**** Data lines

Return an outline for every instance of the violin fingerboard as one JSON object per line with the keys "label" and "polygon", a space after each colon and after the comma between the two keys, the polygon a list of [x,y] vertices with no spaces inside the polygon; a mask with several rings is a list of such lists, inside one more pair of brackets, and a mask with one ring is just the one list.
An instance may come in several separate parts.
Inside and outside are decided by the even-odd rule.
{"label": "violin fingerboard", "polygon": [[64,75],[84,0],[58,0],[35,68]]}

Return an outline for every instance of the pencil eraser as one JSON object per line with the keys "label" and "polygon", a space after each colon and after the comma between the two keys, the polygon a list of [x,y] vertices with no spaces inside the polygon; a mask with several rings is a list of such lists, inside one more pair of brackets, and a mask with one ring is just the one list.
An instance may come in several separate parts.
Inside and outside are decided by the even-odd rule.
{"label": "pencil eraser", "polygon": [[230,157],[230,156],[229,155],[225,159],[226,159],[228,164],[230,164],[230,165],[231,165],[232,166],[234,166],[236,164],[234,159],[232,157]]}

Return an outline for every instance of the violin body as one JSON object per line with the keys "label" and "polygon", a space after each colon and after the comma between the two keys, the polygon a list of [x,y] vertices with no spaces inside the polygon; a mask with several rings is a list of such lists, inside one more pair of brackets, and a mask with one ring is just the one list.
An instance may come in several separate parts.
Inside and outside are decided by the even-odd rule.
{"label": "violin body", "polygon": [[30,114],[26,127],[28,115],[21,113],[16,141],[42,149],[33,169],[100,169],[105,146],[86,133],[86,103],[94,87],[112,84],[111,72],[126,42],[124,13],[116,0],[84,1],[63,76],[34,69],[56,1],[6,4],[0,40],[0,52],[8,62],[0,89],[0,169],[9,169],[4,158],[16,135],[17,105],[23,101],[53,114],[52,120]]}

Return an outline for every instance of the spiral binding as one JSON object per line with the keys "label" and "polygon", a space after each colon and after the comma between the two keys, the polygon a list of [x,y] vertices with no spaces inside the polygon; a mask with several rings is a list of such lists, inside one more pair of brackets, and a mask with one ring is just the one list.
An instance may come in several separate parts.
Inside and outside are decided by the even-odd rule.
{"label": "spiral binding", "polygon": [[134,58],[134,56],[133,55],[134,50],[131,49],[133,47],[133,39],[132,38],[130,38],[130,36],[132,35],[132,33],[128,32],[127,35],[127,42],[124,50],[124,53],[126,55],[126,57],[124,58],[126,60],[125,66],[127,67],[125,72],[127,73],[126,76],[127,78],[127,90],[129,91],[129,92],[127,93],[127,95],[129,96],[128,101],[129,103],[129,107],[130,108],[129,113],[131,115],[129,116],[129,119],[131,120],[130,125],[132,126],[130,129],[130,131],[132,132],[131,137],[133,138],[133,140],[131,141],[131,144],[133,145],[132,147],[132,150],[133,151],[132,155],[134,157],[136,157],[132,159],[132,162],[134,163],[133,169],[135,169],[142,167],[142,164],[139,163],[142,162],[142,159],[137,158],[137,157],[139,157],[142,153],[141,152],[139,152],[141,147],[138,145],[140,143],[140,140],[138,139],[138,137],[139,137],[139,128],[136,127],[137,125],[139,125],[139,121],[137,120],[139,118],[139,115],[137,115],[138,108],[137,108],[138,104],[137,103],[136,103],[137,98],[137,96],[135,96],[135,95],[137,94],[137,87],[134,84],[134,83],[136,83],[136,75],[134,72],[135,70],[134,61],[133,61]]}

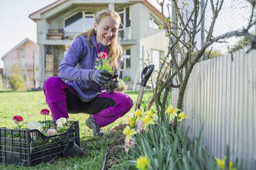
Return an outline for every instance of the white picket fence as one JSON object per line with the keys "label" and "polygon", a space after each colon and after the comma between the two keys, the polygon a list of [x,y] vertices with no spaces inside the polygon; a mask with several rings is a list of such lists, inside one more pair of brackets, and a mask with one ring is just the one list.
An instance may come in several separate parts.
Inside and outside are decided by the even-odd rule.
{"label": "white picket fence", "polygon": [[[189,137],[204,123],[202,145],[223,159],[228,145],[232,161],[256,169],[256,50],[239,50],[198,63],[189,77],[184,110]],[[178,90],[173,90],[175,106]]]}

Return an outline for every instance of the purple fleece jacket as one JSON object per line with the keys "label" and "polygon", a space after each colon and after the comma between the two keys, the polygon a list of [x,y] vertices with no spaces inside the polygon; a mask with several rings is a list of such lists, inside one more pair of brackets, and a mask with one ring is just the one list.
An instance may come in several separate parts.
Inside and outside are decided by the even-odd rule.
{"label": "purple fleece jacket", "polygon": [[[89,80],[89,72],[95,70],[97,58],[97,42],[96,35],[90,39],[78,36],[70,47],[58,68],[58,77],[65,80],[76,91],[82,101],[89,101],[99,95],[104,87],[92,80]],[[98,44],[98,51],[106,52],[108,47]],[[109,50],[107,50],[109,51]],[[122,64],[122,55],[119,56],[120,68]]]}

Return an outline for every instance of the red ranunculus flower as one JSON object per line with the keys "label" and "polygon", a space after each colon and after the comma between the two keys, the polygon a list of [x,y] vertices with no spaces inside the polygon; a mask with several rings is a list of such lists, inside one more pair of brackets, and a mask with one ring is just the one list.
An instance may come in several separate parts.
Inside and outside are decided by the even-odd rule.
{"label": "red ranunculus flower", "polygon": [[99,53],[98,53],[98,59],[103,59],[103,58],[107,58],[107,53],[105,52],[100,52]]}
{"label": "red ranunculus flower", "polygon": [[49,114],[50,114],[50,110],[47,110],[47,109],[46,109],[46,108],[45,108],[45,109],[42,109],[42,110],[41,110],[40,113],[42,114],[43,114],[43,115],[46,114],[46,115],[48,116]]}
{"label": "red ranunculus flower", "polygon": [[23,119],[21,116],[16,115],[12,117],[12,120],[14,121],[23,121]]}

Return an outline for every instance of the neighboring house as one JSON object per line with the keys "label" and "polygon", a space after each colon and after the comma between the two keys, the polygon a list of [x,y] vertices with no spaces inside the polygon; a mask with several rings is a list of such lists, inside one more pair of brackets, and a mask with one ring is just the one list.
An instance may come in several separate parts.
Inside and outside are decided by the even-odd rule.
{"label": "neighboring house", "polygon": [[74,36],[92,28],[96,14],[106,8],[118,12],[122,19],[118,35],[124,49],[121,77],[140,82],[148,57],[158,69],[160,57],[167,53],[168,38],[158,29],[160,12],[147,1],[58,0],[29,16],[37,25],[40,86],[47,77],[58,75],[66,47]]}
{"label": "neighboring house", "polygon": [[12,73],[23,76],[27,88],[38,87],[39,51],[39,46],[27,38],[2,56],[5,88],[10,87],[8,77]]}

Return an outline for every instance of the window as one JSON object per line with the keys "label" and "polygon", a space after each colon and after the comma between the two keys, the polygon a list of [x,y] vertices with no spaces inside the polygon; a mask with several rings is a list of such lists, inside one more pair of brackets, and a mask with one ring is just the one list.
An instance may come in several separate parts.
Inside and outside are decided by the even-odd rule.
{"label": "window", "polygon": [[152,17],[149,18],[149,27],[158,29],[158,25],[160,25],[160,24],[156,22],[155,19],[153,19]]}
{"label": "window", "polygon": [[119,26],[119,38],[123,39],[125,36],[124,29],[131,26],[131,19],[130,19],[130,8],[125,8],[118,10],[118,13],[121,18],[121,23]]}
{"label": "window", "polygon": [[131,69],[131,49],[124,50],[123,53],[124,63],[122,64],[121,69]]}
{"label": "window", "polygon": [[94,12],[78,12],[65,20],[65,32],[83,32],[94,26]]}

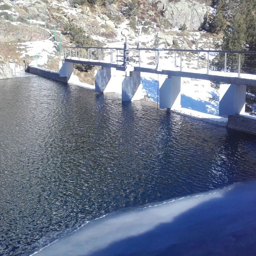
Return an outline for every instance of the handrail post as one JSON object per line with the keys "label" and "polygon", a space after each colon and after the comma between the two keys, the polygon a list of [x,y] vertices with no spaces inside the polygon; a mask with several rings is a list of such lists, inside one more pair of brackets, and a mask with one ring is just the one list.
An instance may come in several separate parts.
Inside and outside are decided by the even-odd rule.
{"label": "handrail post", "polygon": [[129,64],[129,45],[126,42],[124,45],[124,66]]}
{"label": "handrail post", "polygon": [[177,60],[176,59],[176,51],[174,51],[174,67],[177,67]]}
{"label": "handrail post", "polygon": [[110,63],[112,63],[113,62],[113,53],[112,49],[110,49]]}
{"label": "handrail post", "polygon": [[209,74],[209,52],[207,53],[207,74]]}
{"label": "handrail post", "polygon": [[158,65],[159,63],[159,52],[158,51],[156,51],[156,56],[155,58],[155,62],[156,62],[156,68],[158,68]]}
{"label": "handrail post", "polygon": [[238,62],[238,77],[240,77],[240,71],[241,69],[241,54],[239,54],[239,60]]}
{"label": "handrail post", "polygon": [[182,51],[181,51],[181,67],[180,71],[182,71]]}

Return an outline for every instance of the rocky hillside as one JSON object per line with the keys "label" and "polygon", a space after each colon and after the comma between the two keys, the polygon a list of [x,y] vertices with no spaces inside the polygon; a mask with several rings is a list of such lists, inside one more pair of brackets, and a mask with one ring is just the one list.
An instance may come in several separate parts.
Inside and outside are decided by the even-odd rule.
{"label": "rocky hillside", "polygon": [[24,71],[36,60],[39,66],[58,70],[64,47],[72,41],[68,33],[62,33],[69,23],[83,30],[94,45],[121,46],[124,36],[135,43],[139,23],[141,34],[148,36],[148,41],[141,42],[142,47],[213,47],[212,35],[198,30],[208,11],[207,0],[104,2],[0,0],[0,77],[11,77],[10,68]]}

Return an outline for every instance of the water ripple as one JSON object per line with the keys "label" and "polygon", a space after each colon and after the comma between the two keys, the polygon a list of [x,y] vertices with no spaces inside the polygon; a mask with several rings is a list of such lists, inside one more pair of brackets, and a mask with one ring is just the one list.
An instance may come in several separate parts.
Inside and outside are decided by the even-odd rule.
{"label": "water ripple", "polygon": [[256,140],[38,77],[0,81],[0,255],[124,207],[256,176]]}

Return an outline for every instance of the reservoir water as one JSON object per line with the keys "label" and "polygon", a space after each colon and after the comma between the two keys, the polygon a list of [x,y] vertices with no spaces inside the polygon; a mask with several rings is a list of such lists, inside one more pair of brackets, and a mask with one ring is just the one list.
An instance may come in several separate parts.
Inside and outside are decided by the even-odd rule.
{"label": "reservoir water", "polygon": [[[0,80],[0,255],[256,178],[256,137],[40,77]],[[83,227],[86,228],[86,225]]]}

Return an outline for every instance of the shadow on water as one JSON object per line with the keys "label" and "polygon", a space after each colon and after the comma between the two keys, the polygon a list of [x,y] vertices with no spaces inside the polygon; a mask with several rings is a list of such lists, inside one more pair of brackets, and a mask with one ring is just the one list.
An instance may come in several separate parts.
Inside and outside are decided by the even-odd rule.
{"label": "shadow on water", "polygon": [[0,81],[0,254],[27,256],[120,209],[256,177],[254,137],[120,95],[10,80]]}
{"label": "shadow on water", "polygon": [[[114,231],[113,229],[112,232],[120,232],[120,240],[117,239],[118,241],[104,249],[85,255],[254,255],[256,253],[256,221],[254,218],[256,212],[255,185],[254,182],[237,185],[238,187],[235,188],[219,192],[221,194],[217,195],[216,197],[215,196],[216,195],[203,196],[203,198],[208,196],[209,198],[206,200],[200,198],[199,201],[202,200],[202,202],[195,205],[193,205],[193,201],[198,198],[184,199],[187,200],[187,211],[182,212],[181,210],[181,214],[171,221],[159,224],[146,232],[142,231],[142,233],[139,233],[139,227],[141,226],[143,228],[143,225],[135,218],[137,223],[133,223],[131,225],[134,227],[135,224],[138,225],[139,228],[136,229],[138,230],[139,234],[134,233],[130,236],[130,230],[128,228],[128,234],[124,235],[128,237],[122,239],[124,232],[120,232],[120,228],[118,228],[117,231]],[[183,206],[182,201],[179,203],[181,209]],[[178,203],[177,206],[173,207],[179,205]],[[161,214],[158,213],[156,217],[161,218],[162,216],[163,222],[164,222],[166,216],[164,215],[168,215],[168,212],[163,205],[157,207],[159,207],[158,211],[162,211]],[[178,208],[175,210],[179,211],[179,209]],[[171,214],[173,213],[171,210],[170,211]],[[147,214],[146,210],[144,215]],[[126,217],[129,216],[124,216]],[[147,216],[145,217],[147,219]],[[132,221],[132,219],[127,218],[128,221]],[[118,222],[119,220],[118,217],[117,219]],[[143,218],[141,220],[144,222]],[[123,224],[125,223],[125,220],[122,221]],[[161,220],[154,221],[162,222]],[[151,226],[150,223],[148,224]],[[124,228],[127,228],[126,224],[124,225]],[[101,227],[103,232],[105,227],[104,225]],[[116,227],[113,227],[114,228]],[[108,235],[111,236],[112,232],[109,231]],[[116,234],[113,236],[118,236]],[[104,237],[102,238],[104,240]]]}
{"label": "shadow on water", "polygon": [[89,223],[38,256],[236,256],[256,252],[255,181]]}

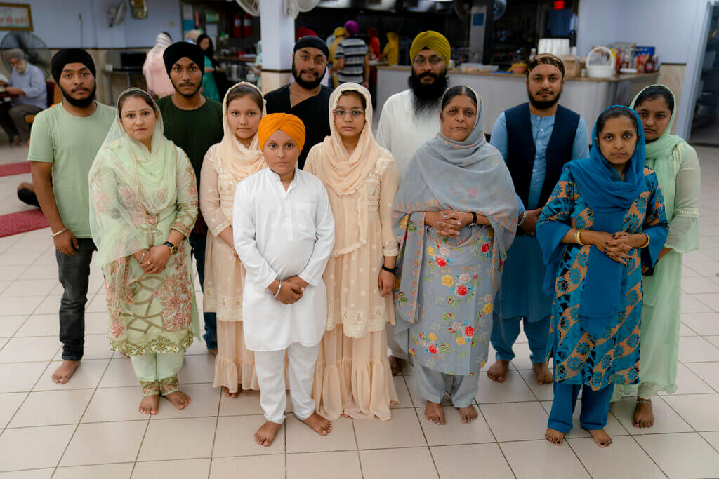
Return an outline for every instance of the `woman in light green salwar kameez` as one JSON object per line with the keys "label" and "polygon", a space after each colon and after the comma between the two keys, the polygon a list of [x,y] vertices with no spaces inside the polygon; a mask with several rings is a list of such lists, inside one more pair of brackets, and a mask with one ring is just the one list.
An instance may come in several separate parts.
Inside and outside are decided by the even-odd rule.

********

*Exercise requirements*
Copy, character for character, the lines from the line that holds "in light green" through the final line of the records above.

*Task output*
Return an outline for every instance of the `woman in light green salwar kameez` as one JSON object per line with the keys "label" and "polygon", a space after each colon and after the comma between the two keys, the polygon a list of [x,y] vertices with no spaces inside the polygon; a mask with several rings is a list of such lists, inside one more pair of brackets, and a mask with one ring is just the one list.
An instance may come in several separate parts.
Inside and outside are decided by the even-odd rule.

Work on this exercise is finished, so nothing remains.